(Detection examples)
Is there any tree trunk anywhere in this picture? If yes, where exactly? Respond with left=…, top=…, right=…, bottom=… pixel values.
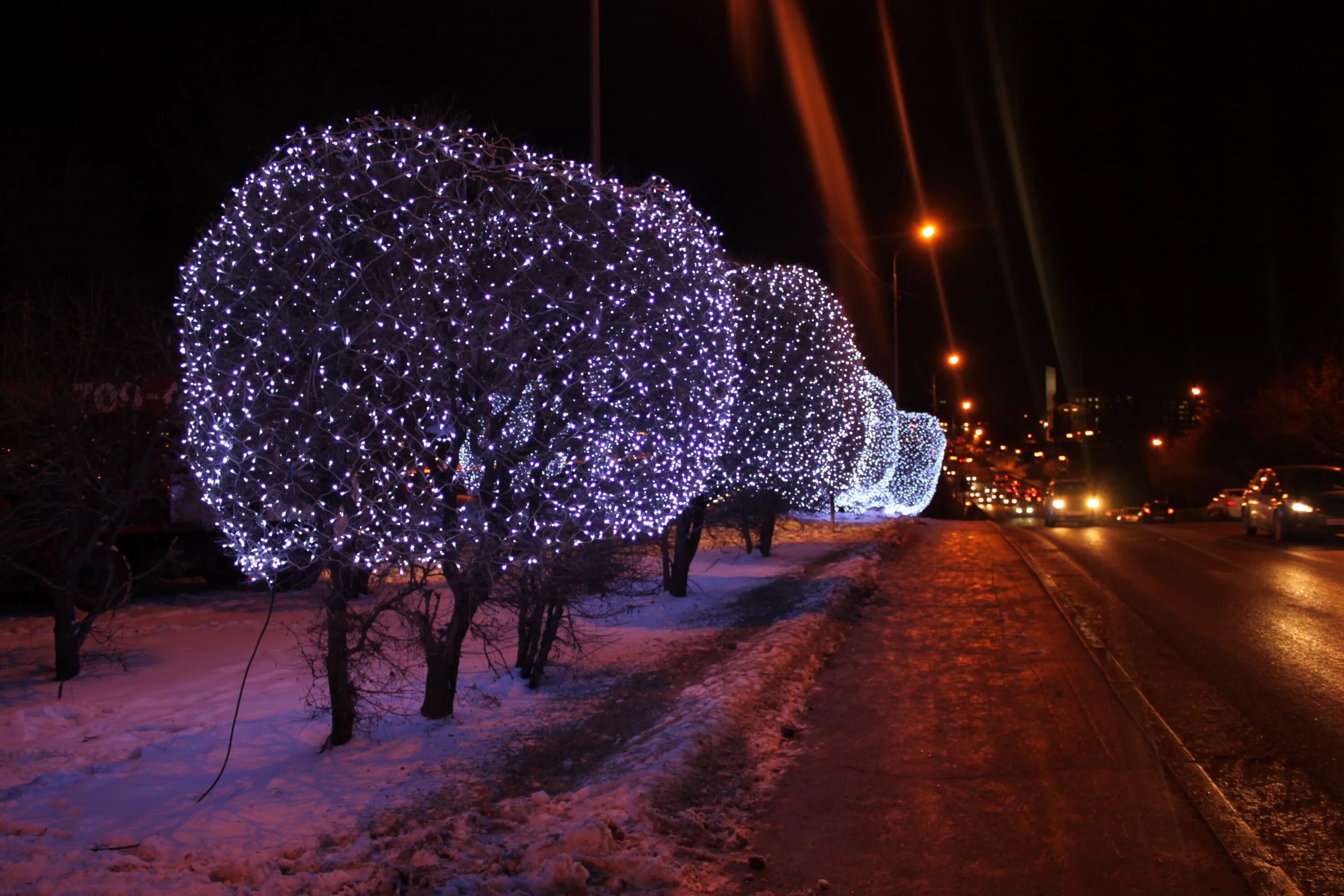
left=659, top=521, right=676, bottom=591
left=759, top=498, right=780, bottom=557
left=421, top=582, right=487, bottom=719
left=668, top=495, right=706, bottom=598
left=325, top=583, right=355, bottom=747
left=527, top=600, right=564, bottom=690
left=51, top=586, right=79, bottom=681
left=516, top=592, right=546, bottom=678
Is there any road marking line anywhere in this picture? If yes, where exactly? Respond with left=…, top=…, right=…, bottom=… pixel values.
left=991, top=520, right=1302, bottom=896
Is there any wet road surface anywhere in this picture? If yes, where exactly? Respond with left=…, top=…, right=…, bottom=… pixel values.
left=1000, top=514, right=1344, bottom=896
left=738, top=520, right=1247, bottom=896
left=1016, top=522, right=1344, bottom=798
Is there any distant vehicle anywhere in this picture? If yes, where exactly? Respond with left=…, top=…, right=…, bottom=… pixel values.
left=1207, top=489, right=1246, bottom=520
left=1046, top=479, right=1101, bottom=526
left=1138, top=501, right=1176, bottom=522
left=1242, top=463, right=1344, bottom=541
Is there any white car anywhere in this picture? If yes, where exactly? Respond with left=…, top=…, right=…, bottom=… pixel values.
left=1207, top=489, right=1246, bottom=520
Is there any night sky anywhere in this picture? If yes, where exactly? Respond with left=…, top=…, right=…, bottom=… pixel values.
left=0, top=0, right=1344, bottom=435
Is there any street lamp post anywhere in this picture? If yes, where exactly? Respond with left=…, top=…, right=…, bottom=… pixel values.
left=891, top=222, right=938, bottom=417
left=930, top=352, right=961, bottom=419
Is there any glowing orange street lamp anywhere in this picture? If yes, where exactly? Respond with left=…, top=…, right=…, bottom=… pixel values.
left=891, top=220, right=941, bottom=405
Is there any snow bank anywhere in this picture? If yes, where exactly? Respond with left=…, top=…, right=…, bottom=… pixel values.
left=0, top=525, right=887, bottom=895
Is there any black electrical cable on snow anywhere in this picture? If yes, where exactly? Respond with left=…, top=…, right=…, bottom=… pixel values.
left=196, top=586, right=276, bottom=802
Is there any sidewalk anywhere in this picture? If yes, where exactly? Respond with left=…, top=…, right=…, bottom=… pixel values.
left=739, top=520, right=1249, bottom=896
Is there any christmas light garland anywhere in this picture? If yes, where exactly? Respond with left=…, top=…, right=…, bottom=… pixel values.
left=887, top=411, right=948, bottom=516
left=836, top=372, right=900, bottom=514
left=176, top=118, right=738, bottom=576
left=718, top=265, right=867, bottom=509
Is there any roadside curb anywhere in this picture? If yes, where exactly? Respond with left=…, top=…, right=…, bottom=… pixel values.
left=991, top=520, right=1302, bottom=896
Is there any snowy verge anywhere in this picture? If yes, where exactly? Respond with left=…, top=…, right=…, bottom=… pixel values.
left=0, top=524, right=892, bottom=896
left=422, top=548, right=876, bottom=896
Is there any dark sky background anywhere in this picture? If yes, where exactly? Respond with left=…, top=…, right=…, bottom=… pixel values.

• PROBLEM STATEMENT:
Locate each line of the material that contains the word "street" and copy those lines. Case counts.

• REPLY TO THE TASK:
Is there any street lamp post anywhere in this picture? If yes, where exactly? Respond with left=…, top=…, right=…, bottom=… pixel values.
Is there any glowing orange street lamp anywhere in this picture? If yes, where exactly? Respond with left=…, top=…, right=…, bottom=… pixel values.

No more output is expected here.